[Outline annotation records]
───

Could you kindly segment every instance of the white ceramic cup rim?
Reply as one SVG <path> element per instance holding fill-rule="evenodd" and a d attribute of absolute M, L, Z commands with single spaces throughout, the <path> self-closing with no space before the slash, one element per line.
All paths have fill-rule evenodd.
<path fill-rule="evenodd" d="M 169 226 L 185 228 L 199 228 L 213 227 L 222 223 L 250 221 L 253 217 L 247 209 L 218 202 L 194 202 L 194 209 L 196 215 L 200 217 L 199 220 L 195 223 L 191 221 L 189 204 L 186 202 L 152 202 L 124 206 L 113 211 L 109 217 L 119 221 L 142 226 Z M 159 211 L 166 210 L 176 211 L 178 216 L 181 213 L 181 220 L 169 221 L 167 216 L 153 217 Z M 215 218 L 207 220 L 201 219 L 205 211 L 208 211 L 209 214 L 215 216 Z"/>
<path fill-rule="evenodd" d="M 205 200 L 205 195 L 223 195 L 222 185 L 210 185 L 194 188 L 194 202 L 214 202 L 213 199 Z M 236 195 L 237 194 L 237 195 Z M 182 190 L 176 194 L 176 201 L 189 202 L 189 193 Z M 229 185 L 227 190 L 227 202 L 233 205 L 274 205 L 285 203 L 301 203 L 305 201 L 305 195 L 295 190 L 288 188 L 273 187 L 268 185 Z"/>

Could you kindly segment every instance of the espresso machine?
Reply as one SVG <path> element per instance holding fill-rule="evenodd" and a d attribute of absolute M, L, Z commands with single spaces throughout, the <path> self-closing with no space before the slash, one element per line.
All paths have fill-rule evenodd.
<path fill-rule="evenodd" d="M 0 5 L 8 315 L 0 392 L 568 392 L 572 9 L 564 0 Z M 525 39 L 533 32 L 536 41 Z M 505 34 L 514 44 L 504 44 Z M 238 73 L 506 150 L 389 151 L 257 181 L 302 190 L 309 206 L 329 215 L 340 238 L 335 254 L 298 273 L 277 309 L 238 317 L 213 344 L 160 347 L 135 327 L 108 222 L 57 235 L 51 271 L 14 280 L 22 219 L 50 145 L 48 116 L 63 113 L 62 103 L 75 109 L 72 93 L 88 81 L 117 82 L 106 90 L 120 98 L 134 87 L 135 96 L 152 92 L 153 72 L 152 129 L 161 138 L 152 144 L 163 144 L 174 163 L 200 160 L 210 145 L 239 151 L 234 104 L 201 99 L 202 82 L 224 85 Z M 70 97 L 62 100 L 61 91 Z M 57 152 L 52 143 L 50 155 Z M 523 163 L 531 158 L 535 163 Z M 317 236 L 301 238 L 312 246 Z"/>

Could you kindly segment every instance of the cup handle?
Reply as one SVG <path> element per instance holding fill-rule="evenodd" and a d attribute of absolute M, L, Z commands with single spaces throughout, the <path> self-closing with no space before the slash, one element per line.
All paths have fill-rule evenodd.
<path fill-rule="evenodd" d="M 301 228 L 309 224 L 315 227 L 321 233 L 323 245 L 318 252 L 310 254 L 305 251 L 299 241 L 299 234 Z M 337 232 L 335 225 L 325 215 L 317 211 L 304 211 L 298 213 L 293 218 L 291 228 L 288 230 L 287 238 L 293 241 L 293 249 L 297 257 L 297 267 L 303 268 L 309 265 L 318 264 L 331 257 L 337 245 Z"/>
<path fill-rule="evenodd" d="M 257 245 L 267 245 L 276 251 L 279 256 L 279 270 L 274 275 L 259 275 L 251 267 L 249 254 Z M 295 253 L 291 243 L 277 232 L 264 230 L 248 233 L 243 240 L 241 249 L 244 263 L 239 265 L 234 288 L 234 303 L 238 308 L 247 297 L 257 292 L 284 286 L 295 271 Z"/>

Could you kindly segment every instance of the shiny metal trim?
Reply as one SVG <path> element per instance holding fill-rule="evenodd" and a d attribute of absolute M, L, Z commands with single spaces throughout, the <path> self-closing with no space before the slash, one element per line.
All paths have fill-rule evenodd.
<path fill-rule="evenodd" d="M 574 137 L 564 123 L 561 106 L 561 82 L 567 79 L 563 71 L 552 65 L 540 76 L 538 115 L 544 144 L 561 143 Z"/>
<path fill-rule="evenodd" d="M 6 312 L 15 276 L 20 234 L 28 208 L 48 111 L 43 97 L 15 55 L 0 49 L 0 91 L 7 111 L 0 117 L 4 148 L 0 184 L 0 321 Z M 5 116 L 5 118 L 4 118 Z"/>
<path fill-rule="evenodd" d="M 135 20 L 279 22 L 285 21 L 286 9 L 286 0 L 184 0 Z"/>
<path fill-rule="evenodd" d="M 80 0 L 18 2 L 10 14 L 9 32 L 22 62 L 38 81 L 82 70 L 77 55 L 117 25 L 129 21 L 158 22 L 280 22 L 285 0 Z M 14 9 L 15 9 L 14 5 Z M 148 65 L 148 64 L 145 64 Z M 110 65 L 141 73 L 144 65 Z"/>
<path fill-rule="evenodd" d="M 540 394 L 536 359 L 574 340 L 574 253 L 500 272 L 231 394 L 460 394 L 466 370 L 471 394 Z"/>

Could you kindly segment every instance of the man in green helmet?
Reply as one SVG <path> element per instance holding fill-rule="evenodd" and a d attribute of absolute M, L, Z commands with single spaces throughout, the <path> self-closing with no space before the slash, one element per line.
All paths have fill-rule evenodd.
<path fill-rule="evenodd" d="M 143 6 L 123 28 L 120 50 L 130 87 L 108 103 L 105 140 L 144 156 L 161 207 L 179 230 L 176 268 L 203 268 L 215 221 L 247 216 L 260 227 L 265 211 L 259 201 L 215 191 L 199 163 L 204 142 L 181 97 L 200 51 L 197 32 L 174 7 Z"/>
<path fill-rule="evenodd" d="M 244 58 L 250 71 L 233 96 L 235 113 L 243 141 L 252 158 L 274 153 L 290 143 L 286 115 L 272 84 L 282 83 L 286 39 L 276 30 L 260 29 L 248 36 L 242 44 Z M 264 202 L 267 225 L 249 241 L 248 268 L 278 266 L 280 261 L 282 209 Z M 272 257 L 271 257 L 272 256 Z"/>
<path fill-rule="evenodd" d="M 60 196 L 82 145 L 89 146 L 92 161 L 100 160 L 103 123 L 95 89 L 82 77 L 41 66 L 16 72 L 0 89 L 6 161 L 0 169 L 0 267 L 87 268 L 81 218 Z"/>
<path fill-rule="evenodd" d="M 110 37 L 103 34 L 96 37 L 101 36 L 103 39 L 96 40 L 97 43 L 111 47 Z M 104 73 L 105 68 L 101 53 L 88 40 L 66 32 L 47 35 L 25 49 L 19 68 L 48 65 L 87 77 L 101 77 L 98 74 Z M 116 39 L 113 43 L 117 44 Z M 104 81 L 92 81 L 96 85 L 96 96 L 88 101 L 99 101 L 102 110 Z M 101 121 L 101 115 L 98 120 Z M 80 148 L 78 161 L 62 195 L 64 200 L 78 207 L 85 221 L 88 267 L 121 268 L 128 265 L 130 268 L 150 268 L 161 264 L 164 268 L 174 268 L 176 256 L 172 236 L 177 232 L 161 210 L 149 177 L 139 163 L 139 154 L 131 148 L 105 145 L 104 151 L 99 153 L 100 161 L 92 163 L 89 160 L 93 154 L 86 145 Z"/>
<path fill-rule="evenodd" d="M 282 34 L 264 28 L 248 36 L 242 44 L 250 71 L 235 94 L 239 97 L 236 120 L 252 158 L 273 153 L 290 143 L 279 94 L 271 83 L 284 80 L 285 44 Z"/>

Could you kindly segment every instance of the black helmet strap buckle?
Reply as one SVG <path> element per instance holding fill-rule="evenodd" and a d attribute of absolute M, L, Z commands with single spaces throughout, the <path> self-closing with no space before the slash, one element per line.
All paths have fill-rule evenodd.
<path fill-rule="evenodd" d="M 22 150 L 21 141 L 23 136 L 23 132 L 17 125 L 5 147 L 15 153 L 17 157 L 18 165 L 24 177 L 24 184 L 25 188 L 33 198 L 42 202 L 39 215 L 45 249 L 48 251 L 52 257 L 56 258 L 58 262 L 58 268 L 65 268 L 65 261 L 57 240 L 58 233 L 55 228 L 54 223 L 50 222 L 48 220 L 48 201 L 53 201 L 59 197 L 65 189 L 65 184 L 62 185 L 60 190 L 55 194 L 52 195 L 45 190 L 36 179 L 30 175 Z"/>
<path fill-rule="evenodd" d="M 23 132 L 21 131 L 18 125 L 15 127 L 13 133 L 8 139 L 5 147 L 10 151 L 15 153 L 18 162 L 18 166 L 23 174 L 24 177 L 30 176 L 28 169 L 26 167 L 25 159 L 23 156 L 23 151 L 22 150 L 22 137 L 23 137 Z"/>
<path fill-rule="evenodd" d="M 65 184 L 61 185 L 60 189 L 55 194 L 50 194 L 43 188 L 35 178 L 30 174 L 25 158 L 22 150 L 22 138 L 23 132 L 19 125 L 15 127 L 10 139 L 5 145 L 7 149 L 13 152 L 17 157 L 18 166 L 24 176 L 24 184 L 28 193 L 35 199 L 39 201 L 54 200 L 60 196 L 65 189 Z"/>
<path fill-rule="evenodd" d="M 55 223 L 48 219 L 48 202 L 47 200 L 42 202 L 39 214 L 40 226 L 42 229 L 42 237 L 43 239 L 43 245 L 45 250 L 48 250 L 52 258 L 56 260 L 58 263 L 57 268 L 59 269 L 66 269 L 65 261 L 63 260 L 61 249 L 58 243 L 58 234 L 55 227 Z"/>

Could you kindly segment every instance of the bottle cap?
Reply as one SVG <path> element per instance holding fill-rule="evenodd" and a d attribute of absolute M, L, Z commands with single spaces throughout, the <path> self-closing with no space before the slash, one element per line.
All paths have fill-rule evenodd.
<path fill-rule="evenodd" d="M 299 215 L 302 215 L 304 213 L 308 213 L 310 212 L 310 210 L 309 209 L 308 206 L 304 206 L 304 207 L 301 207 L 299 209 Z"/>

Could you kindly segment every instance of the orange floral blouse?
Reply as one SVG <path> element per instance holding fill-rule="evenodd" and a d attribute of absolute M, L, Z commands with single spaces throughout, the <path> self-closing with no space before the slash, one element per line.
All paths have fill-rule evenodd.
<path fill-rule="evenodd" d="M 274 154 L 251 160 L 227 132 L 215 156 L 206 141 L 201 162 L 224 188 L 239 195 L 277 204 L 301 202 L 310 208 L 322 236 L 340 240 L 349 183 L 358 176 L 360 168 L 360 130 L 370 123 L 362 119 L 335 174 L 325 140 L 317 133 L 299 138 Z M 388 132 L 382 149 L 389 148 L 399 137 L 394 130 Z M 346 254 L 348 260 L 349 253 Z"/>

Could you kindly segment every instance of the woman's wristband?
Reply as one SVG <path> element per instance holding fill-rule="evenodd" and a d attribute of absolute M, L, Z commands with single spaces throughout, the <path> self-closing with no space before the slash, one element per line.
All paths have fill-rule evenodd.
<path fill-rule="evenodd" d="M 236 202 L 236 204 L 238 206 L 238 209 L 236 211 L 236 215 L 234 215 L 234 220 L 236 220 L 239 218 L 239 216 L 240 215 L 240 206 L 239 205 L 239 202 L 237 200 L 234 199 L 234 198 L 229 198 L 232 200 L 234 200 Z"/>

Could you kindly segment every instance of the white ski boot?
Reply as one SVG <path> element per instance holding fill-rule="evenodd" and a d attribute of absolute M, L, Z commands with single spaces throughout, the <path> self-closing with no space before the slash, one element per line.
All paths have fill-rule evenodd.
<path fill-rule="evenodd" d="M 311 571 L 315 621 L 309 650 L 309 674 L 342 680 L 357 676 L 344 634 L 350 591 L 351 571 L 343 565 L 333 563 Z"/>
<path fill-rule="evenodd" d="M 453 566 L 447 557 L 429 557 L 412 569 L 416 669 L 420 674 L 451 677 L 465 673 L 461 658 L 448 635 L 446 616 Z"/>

───

- **Exercise aim**:
Retype the part of the records that opens with the line containing "Could you kindly segment every instance of the cup" and closes with the line containing "257 245 L 267", both of those lines included.

- **Reply**:
Could you kindly segment every instance of the cup handle?
Reply as one SVG <path> element per instance holding fill-rule="evenodd" and a d attribute of absolute M, L, Z commands with single spaces throughout, the <path> self-closing with no space before the slash, one element per line.
All paths have fill-rule evenodd.
<path fill-rule="evenodd" d="M 301 228 L 309 224 L 315 227 L 321 233 L 323 245 L 318 252 L 310 254 L 305 251 L 299 241 L 299 234 Z M 337 232 L 335 225 L 325 215 L 317 211 L 304 211 L 298 213 L 293 218 L 291 228 L 288 230 L 287 238 L 293 241 L 293 249 L 297 257 L 297 267 L 303 268 L 309 265 L 318 264 L 331 257 L 337 245 Z"/>
<path fill-rule="evenodd" d="M 257 245 L 267 245 L 276 251 L 279 256 L 279 270 L 274 275 L 259 275 L 251 267 L 249 254 Z M 295 253 L 291 243 L 277 232 L 264 230 L 248 233 L 243 240 L 241 249 L 244 263 L 239 265 L 234 288 L 234 303 L 238 308 L 247 297 L 257 292 L 284 286 L 295 271 Z"/>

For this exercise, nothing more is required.